(begin)

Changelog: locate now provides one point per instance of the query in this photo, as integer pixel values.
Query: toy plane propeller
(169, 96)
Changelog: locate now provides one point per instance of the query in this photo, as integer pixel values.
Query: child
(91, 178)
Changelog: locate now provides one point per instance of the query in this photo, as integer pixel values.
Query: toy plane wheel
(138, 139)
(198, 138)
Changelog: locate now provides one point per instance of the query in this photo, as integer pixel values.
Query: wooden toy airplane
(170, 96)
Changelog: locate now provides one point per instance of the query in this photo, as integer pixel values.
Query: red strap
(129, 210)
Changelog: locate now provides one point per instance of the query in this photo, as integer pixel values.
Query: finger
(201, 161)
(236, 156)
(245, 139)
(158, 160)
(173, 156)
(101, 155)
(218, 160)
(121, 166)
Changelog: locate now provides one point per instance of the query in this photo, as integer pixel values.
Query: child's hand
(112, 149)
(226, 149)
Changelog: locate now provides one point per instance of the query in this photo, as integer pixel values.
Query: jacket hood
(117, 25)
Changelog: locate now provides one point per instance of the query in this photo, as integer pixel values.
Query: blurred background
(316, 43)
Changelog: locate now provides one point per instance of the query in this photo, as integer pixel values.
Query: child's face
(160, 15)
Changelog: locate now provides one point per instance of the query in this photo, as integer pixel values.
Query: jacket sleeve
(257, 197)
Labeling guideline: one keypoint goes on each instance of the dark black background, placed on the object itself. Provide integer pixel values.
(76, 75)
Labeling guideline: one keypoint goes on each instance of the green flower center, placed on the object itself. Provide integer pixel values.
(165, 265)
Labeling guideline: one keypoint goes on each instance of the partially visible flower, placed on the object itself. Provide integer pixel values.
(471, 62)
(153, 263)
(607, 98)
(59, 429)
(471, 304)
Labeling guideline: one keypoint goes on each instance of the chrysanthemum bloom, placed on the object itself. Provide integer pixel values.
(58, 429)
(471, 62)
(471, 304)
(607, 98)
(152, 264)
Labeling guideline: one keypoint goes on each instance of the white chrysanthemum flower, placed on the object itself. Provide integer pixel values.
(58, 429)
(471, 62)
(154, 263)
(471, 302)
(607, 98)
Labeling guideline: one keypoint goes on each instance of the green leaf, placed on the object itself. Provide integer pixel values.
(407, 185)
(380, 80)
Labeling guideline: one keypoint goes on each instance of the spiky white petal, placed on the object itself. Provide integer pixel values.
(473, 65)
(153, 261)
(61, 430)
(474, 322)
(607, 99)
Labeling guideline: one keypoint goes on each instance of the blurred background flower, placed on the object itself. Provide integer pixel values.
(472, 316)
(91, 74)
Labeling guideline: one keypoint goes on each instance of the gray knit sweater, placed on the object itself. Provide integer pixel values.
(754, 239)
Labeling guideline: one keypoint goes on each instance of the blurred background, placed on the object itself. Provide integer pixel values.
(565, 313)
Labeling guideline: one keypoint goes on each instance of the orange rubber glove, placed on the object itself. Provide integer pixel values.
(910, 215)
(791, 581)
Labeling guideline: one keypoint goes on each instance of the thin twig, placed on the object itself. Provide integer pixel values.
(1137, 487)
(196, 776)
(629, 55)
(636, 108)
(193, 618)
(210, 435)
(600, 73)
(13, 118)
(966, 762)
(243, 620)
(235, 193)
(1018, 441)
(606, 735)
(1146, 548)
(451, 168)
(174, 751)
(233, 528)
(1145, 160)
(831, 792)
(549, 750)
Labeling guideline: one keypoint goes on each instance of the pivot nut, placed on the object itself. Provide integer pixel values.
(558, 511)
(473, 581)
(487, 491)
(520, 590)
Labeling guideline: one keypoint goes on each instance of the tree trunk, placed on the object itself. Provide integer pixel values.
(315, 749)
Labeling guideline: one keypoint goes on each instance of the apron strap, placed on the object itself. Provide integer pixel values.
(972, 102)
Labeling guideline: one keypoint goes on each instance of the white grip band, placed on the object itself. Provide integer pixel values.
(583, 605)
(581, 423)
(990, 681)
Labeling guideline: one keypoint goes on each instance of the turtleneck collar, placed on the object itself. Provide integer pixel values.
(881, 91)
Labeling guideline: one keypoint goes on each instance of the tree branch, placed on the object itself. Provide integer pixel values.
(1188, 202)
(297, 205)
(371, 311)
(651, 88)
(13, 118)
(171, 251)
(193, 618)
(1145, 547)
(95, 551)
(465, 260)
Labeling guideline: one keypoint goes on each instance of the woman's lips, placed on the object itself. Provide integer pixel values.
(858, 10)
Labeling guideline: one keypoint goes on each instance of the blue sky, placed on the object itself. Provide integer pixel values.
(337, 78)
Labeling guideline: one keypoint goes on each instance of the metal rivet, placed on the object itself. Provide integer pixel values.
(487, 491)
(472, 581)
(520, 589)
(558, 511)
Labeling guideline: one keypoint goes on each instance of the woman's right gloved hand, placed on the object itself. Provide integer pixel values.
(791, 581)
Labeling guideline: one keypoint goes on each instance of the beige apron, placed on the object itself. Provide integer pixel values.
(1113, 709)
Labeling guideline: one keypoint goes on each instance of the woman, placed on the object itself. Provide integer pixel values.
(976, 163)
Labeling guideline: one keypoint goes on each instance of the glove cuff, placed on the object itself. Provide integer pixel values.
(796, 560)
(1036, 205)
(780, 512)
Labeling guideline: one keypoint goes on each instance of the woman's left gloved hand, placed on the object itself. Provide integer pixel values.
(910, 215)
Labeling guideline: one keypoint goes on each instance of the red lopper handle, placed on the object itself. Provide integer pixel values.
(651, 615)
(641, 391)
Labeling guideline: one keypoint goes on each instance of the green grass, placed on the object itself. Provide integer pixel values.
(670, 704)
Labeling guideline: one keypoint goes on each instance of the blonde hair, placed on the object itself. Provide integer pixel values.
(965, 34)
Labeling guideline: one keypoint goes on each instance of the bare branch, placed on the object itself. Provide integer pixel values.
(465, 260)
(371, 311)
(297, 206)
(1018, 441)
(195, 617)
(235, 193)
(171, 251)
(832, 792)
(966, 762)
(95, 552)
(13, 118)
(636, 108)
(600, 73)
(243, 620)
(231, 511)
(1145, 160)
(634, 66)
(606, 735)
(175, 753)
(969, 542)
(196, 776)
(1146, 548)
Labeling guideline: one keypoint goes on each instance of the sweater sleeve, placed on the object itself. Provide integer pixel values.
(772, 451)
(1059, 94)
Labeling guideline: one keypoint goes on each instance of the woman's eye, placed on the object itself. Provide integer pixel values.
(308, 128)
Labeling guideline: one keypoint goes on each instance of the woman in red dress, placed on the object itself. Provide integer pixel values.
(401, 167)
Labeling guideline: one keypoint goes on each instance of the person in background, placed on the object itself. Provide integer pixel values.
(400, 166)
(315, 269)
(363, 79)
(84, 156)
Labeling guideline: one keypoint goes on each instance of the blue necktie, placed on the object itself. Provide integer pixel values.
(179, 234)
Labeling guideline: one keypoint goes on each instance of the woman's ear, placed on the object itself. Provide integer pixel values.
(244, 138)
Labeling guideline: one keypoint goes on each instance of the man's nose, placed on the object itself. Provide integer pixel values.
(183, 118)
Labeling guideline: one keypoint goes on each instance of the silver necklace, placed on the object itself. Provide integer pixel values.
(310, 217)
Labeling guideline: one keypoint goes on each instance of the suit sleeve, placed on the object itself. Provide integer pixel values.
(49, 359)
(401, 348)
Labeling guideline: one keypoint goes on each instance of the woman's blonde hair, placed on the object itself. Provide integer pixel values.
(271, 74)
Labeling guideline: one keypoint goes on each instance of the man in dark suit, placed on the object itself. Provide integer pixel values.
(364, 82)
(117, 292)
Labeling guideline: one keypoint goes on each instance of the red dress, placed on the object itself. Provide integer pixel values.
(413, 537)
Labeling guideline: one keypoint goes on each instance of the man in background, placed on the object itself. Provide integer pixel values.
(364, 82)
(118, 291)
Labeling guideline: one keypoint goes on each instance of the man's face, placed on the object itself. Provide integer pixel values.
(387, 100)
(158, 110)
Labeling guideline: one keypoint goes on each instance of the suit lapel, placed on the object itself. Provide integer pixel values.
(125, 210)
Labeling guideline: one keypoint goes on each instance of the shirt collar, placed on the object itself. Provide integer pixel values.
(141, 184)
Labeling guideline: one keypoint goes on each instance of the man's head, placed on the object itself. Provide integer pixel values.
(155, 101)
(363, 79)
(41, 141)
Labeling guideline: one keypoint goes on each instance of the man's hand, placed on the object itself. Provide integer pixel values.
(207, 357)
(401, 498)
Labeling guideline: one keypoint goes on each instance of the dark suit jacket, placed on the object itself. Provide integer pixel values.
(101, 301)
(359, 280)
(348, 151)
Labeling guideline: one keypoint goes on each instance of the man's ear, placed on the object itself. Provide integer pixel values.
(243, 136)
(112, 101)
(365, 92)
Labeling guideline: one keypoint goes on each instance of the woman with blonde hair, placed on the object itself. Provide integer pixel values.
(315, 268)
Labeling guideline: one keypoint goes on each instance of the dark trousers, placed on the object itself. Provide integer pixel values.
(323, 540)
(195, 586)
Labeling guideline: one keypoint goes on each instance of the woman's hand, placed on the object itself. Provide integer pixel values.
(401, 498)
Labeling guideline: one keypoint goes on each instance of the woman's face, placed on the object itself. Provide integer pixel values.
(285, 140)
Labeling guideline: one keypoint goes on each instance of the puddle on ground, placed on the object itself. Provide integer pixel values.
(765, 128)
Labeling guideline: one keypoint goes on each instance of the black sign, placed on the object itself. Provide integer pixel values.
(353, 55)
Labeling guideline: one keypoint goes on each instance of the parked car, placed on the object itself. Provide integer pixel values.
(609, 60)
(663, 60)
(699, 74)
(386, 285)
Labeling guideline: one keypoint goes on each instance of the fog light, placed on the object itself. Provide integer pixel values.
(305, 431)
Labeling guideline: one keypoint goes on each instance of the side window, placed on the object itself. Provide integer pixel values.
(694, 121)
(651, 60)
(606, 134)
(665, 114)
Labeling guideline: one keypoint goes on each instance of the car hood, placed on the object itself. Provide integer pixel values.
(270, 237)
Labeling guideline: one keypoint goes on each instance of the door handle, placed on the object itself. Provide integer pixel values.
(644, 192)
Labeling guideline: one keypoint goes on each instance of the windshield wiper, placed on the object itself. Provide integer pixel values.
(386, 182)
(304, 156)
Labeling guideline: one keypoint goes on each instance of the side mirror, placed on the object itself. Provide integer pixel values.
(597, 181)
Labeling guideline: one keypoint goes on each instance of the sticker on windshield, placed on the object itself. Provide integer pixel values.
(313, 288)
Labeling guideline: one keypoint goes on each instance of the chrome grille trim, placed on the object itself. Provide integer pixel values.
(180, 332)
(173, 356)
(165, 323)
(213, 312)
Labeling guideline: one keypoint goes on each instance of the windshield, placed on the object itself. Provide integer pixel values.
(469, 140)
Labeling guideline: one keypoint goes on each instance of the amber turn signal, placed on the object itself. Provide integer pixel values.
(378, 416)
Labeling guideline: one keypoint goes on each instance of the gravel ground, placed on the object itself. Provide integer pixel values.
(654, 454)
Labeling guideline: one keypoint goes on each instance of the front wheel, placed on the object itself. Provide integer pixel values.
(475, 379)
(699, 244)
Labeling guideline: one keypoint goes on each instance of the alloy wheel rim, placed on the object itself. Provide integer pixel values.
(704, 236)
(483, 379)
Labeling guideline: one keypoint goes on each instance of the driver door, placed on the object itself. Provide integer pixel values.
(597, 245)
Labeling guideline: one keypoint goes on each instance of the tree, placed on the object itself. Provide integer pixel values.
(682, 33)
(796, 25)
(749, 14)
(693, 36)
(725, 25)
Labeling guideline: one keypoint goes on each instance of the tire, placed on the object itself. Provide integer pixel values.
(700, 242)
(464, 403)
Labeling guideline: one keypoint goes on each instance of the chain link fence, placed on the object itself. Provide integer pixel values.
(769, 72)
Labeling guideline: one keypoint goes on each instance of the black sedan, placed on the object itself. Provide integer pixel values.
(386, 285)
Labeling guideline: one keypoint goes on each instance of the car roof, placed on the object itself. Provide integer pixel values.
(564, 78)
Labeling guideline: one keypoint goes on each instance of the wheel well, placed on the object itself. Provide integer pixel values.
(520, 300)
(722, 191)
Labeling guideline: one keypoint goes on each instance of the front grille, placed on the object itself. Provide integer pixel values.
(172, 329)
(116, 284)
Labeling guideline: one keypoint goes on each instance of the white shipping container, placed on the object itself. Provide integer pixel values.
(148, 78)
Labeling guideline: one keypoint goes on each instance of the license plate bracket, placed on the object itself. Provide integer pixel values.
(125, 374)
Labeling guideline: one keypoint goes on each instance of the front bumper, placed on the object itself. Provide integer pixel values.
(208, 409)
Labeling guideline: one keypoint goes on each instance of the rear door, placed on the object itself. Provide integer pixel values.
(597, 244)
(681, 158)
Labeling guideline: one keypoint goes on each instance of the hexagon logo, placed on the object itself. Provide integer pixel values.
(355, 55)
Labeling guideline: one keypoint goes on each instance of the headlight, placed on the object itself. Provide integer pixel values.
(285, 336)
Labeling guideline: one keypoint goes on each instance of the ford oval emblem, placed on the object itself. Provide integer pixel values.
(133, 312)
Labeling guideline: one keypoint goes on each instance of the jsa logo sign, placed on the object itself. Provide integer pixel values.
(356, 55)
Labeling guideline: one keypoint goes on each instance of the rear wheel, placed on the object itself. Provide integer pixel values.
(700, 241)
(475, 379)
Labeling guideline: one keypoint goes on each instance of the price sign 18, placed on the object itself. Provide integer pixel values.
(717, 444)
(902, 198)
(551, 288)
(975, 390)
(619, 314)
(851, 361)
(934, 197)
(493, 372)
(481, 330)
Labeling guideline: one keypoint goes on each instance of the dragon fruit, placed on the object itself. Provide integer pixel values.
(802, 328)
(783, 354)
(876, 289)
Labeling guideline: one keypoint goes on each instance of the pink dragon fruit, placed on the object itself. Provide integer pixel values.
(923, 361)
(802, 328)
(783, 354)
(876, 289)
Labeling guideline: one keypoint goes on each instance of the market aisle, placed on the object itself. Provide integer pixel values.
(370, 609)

(end)

_Objective_:
Output the line holding "of the price", then every later line through the end of the records above, exactly as given and nothing else.

_Solution to the exercise_:
Labeling guideline: one keypoint goes on each instance of the price sign 18, placed on the object itself. Provide integer pixel values.
(717, 444)
(902, 198)
(551, 288)
(975, 390)
(619, 314)
(851, 361)
(934, 197)
(493, 372)
(481, 330)
Labeling guideline: one keypoint goes on each instance of the dragon fruit, placed on the object itself. Provide integer pixel values.
(802, 328)
(783, 354)
(876, 289)
Labeling guideline: one keypoint goes on each instance of the pink dragon fruit, placed on the object itself. Provide integer pixel values.
(923, 361)
(802, 328)
(783, 354)
(876, 289)
Labeling guideline: one keypoint goes on each instance of the market aisle, placed on the object itself. Provide integer pixel values.
(370, 609)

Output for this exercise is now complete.